_What to do_: Every record must be repeated exactly; omit any pictures they contain.

[Coordinate labeling data]
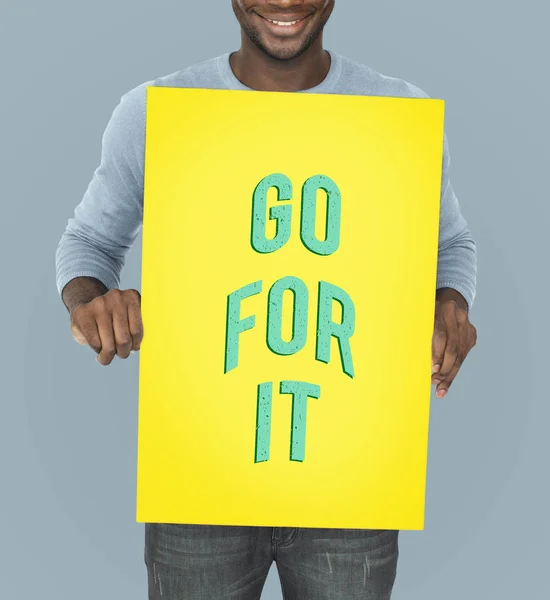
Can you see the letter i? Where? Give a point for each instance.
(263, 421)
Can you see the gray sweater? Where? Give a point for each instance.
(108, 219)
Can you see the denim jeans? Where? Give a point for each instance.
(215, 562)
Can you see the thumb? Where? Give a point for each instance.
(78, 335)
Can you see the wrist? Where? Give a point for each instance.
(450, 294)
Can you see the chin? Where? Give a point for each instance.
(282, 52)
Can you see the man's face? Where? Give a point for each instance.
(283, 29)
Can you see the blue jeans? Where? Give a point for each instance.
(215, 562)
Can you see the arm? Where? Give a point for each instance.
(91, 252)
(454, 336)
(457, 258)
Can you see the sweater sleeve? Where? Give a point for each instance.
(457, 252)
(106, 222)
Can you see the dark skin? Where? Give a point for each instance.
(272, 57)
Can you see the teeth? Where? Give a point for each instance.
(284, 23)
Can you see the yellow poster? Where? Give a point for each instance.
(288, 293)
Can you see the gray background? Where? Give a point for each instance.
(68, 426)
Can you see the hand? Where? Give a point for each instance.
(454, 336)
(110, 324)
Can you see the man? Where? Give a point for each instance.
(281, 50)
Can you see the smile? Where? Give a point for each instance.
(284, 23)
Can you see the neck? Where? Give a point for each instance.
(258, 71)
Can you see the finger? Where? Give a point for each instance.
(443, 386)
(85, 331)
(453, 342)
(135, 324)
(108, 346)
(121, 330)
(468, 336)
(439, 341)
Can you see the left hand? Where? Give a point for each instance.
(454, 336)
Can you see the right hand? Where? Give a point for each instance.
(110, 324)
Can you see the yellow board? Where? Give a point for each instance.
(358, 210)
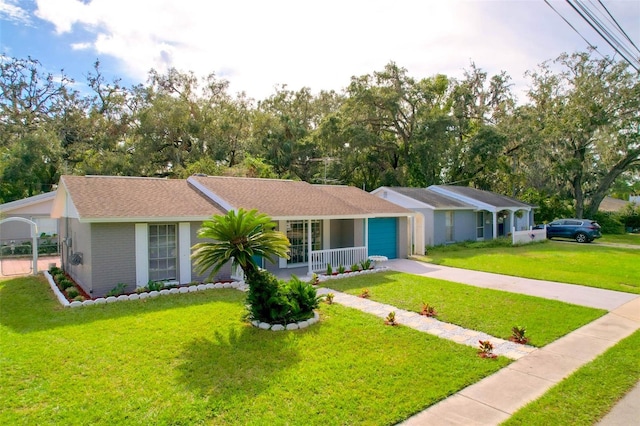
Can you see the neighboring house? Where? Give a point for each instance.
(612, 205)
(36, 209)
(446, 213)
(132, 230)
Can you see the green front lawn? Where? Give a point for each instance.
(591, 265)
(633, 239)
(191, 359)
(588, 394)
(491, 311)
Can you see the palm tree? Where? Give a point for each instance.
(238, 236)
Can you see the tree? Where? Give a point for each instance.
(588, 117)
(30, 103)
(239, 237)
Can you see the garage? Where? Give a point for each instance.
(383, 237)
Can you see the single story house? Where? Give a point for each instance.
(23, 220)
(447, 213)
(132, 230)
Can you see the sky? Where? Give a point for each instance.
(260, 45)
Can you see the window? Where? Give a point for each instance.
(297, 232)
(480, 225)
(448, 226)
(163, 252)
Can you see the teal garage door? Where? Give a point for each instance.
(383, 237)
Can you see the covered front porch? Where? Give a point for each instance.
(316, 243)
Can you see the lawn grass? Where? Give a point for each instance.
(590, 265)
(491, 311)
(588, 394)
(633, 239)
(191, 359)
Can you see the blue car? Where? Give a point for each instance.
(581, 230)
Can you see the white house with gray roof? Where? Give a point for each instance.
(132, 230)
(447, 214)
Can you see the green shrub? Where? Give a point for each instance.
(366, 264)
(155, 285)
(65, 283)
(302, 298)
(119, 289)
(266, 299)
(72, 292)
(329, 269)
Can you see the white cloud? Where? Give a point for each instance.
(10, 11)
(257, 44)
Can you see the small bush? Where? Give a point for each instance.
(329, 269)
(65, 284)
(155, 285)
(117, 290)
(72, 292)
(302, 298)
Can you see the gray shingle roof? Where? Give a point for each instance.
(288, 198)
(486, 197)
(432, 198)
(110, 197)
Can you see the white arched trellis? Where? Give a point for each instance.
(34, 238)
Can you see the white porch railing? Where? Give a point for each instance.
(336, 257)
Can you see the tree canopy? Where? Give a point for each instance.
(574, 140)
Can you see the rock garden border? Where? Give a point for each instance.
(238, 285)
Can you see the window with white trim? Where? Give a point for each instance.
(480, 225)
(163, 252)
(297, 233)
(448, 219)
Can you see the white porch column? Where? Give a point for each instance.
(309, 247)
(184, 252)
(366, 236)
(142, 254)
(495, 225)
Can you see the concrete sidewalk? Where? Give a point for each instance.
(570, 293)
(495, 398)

_Answer to the problem_:
Can you see the letter i? Where? Give a point for each instance.
(263, 421)
Can you see the gray sweater? Where? Give a point for each instance.
(108, 219)
Can you see the denim jeans? Where? Give a point for each instance.
(215, 562)
Can you see the thumb? Where? Give a point for each instance.
(78, 335)
Can you see the wrist? Where? Give a point for each instance.
(450, 294)
Can you see the chin? Where? Give a point for each instance.
(282, 52)
Can you see the man's face? Where? Give a point for each instance.
(283, 29)
Can you see the blue jeans? Where? Give a point for each instance.
(215, 562)
Can you see the arm? Where? Give a point for each instance.
(91, 252)
(454, 336)
(457, 258)
Can you see the sweater sleeve? Where? Give a point for each instance.
(457, 252)
(106, 222)
Can you see the dark skin? Where? Give a point for each instance.
(272, 57)
Can you see the teeth? Where? Give a point for each instance.
(284, 23)
Can you see the yellow poster? Where? Give a point for each instance.
(288, 293)
Can you see the gray background? Where? Give a point for each instance.
(68, 426)
Can you see the hand? Where? Give a point for each instance.
(454, 336)
(110, 324)
Can you see the man? Where? Give a point for each instance.
(281, 50)
Can you see the smile? Where? Give a point for each instance.
(284, 23)
Can you see the neck? Where? Give a point for each instance.
(258, 71)
Can you see the finger? Where? Give a point for each instance.
(443, 386)
(85, 331)
(453, 342)
(135, 324)
(108, 346)
(121, 330)
(468, 336)
(439, 341)
Can you see the left hand? Where? Give a point for each instance.
(454, 336)
Can you see the right hand? Where? Give a point for each instance.
(110, 324)
Can you see the yellow board? Where? Give a point for each instance.
(358, 210)
Can you see the neighboring house? Where? Give a point for each instance.
(612, 205)
(36, 209)
(446, 213)
(132, 230)
Can you see the green front lawn? Where? Give a point for each instance.
(591, 265)
(633, 239)
(191, 359)
(588, 394)
(491, 311)
Can you see the palm tree? Where? Give a point for each instance.
(238, 236)
Can you see the tree? Where? Give a point for each instance.
(588, 117)
(30, 103)
(239, 237)
Can you see the garage? Where? Give a point for each instance.
(383, 237)
Can you see the single story house? Where? Give a point for each instance.
(23, 220)
(447, 213)
(132, 230)
Can you see the sky? Where? Give a point for each instance.
(260, 45)
Can you see the window? Where? Give a point for each instance.
(297, 232)
(480, 225)
(448, 226)
(163, 252)
Can you see the teal garage door? Where? Give a point for each instance.
(383, 237)
Can you see the covered front porch? Where? Give a point for each instance.
(316, 243)
Can you see the lawn grass? Where? Give a point for each instance.
(590, 265)
(491, 311)
(588, 394)
(633, 239)
(191, 359)
Can you see the blue car? Where? Give a point for each instance.
(581, 230)
Can you see the white house with gray roof? Where? Give a point for each instance.
(132, 230)
(447, 214)
Can you see the green shrub? Where? Give a point for each instance.
(366, 264)
(155, 285)
(65, 283)
(302, 298)
(119, 289)
(266, 299)
(72, 292)
(329, 269)
Can you see the white cloud? Where? Give a point for each instance.
(10, 11)
(257, 44)
Can you see the small bush? Where? Give a point for each instance.
(329, 269)
(65, 284)
(155, 285)
(117, 290)
(72, 292)
(302, 298)
Can you see the gray shingle roof? Where? Give a point for each instance.
(288, 198)
(486, 197)
(432, 198)
(110, 197)
Can you see the white arched trellis? Where? Give a point for each instance.
(34, 238)
Can you see the white porch railing? Where? Give a point for each instance.
(336, 257)
Can you see the tree canopy? Where? Give a point for each instance.
(574, 140)
Can you see the rock garden border? Where? Give a point for each instance.
(238, 285)
Can you see the window with white trim? Where? Give a point for each instance.
(480, 225)
(163, 252)
(297, 233)
(448, 219)
Can you see the white porch column? Where? Give a point for each instance.
(309, 247)
(184, 252)
(366, 236)
(142, 254)
(495, 225)
Can you see the concrete sidewalk? Where? Give a point for each instance.
(570, 293)
(495, 398)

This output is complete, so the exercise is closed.